### Excerpt provided
▼▼▼
I really want to believe you're telling the truth. If not, there are others on this site who have severe emergencies and we instead chose to reply to you. So think about it, either way. :-(

If you truly need help, please reply. Many of us are awaiting feedback about your Betta's home and conditions so that we can try to help you and keep it safe.


----------



## Little Leaf (Jul 7, 2012)

*an embarrassing moment for me.*



Aus said:


> I really do not like to ask this on the internet.. but I'm a mother, so I'm not being weird lol -- how old _are_ you, Little Leaf? Have you a physical issue that makes water changes difficult on your own? If not, maybe get a measuring tape, measure your tank up and tell us what that is so we can help you get a water change schedule happening.
> 
> I understand that you love your fish. But feeding it turtle food and not changing the water often means he probably isn't going to survive long.
> 
> ...


ok. I got the real food yesterday, he likes it WAY better and I'm... 10 years old  I'm gonna go _try_ to change the water now. (also, if I give the betta to my friend, he might kill it (he wants my betta to die) and I have no other friends :-?)


----------



## registereduser (Jul 30, 2010)

1. Bring the fish back to the store.

2. Don't get any more pets until you are older.


----------



## Little Leaf (Jul 7, 2012)

kelseyleah343 said:


> I'm posting because this is really tragic.. especially because this may be a young child, and obviously if it's a true story then this person is really undergoing some terrible things with some truly heartless parents. :-(
> 
> It's great that you want to own a Betta, and by all means do so. But please do it later in life, when you're able to provide everything it needs. I really do hope your Betta is alright. If your parents forced you to keep your turtle in terrible habitats, and you are upset about it, then I don't understand why you would get a Betta.. they are extremely smart and intelligent pets, and are even better to have when kept healthy. Your Betta shouldn't be turning white, though.. that's very strange. I'm not really sure what's wrong, but what I can tell you is that the best thing you can do is give it to someone who can take care of it. Even if you love it, you just.. you can't let it go through that. If you can't buy flakes and you can't clean the tank/bowl by yourself, then it's very unrealistic that your Betta can be properly cared for by you right now. Let's say it isn't Ammonia poisoning, and it's something else. Do you realize that some fish complications require medication? And that stuff doesn't come cheap, especially for someone who doesn't have the means to buy flakes.. I'm sorry, but you should wait until maybe you're a little older to own any sort of pet. They're great to have, but only when they can be kept happy. I wish your Betta the best, and I hope you learn to treat pets better than your parents do...
▲▲▲
### Given information
▼▼▼
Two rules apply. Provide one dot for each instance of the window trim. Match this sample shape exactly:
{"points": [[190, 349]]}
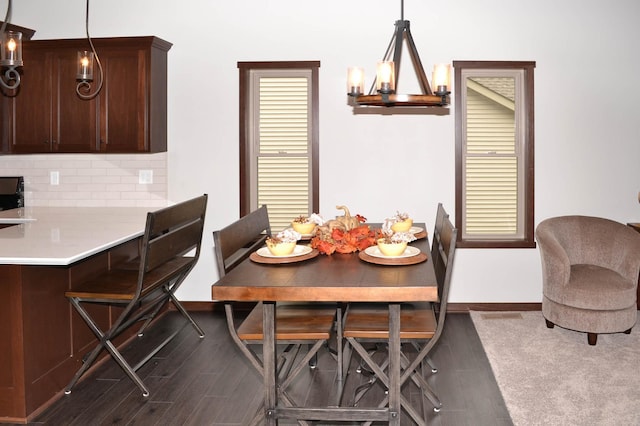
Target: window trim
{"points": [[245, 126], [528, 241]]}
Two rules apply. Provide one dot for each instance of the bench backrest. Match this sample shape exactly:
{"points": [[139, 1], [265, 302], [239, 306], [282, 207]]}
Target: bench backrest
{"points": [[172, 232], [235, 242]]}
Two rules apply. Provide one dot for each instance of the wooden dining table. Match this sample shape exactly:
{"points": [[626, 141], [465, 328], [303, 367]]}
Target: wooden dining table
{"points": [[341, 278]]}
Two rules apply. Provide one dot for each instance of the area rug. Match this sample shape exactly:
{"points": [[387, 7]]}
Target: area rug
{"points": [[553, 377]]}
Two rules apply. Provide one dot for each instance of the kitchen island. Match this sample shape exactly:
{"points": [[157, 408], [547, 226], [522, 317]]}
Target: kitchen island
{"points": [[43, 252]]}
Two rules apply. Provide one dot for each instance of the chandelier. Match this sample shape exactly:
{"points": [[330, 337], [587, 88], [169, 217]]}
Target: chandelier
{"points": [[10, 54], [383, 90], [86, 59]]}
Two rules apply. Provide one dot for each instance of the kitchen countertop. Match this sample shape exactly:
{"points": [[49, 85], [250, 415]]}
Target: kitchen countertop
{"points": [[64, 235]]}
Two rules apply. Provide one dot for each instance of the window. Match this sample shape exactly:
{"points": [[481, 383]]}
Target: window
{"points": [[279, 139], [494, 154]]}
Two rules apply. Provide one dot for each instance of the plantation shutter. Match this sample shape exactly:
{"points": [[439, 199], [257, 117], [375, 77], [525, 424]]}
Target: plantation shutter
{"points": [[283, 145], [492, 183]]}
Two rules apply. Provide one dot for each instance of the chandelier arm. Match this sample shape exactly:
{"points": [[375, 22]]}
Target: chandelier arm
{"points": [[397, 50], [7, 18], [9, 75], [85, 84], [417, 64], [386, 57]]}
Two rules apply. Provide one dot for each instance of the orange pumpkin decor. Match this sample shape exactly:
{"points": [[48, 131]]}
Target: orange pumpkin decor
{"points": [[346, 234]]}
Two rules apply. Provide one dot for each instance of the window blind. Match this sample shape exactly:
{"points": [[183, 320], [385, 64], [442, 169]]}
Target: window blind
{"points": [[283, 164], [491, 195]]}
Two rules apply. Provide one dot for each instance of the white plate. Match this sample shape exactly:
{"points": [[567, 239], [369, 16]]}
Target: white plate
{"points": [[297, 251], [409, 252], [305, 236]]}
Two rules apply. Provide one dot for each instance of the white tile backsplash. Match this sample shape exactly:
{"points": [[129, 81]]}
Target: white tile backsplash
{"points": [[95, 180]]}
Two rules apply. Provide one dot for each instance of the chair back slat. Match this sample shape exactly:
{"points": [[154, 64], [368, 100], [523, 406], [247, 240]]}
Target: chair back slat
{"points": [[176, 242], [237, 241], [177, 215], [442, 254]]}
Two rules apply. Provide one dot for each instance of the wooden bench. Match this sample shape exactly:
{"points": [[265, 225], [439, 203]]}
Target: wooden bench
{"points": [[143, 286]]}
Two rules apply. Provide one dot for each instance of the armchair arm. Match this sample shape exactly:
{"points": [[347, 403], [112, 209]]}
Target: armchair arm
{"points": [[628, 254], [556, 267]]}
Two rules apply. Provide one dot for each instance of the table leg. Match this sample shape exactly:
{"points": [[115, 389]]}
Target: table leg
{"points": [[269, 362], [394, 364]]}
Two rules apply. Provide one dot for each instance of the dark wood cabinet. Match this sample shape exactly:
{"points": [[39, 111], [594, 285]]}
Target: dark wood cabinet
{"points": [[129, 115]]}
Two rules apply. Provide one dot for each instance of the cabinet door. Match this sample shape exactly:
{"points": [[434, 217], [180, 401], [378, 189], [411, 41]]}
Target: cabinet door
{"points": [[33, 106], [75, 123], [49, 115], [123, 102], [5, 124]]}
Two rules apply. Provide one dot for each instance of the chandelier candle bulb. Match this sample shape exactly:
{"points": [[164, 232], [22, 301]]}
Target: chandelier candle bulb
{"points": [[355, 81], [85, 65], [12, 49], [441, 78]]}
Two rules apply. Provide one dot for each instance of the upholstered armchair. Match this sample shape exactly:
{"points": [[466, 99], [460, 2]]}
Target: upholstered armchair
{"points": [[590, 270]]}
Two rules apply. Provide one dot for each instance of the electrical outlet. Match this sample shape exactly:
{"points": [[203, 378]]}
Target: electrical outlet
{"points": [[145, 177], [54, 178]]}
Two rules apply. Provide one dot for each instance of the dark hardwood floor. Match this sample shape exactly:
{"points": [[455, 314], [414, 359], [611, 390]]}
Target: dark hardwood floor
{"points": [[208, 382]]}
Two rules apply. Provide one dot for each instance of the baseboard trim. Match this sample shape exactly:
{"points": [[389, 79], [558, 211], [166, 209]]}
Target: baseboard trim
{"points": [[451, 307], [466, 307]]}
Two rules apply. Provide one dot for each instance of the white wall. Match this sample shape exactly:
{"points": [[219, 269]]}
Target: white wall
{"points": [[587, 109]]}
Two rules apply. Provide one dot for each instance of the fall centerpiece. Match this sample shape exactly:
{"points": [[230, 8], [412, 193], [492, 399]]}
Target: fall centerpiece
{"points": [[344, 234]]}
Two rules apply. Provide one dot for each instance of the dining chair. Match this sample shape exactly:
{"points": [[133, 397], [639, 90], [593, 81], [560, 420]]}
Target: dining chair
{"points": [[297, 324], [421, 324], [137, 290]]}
▲▲▲
### Parts of the exercise
- 1) In the betta forum thread, why does Aus ask Little Leaf to measure the tank?
- 2) Do these statements agree with the betta forum thread? (a) Little Leaf says the betta prefers the real food to what it was eating before. (b) registereduser advises keeping the fish and getting a bigger tank. (c) kelseyleah343 says she knows what is making the betta turn white.
- 3) Reproduce the part of the betta forum thread starting with "I really want" and going on through "keep it safe.".

### Outputs by task
- 1) Aus wants the tank's measurements so the forum members can help Little Leaf set up a water change schedule.

- 2)
(a) Yes: "I got the real food yesterday, he likes it WAY better"
(b) No: "Bring the fish back to the store."
(c) No: "I'm not really sure what's wrong"

- 3)
I really want to believe you're telling the truth. If not, there are others on this site who have severe emergencies and we instead chose to reply to you. So think about it, either way. :-(

If you truly need help, please reply. Many of us are awaiting feedback about your Betta's home and conditions so that we can try to help you and keep it safe.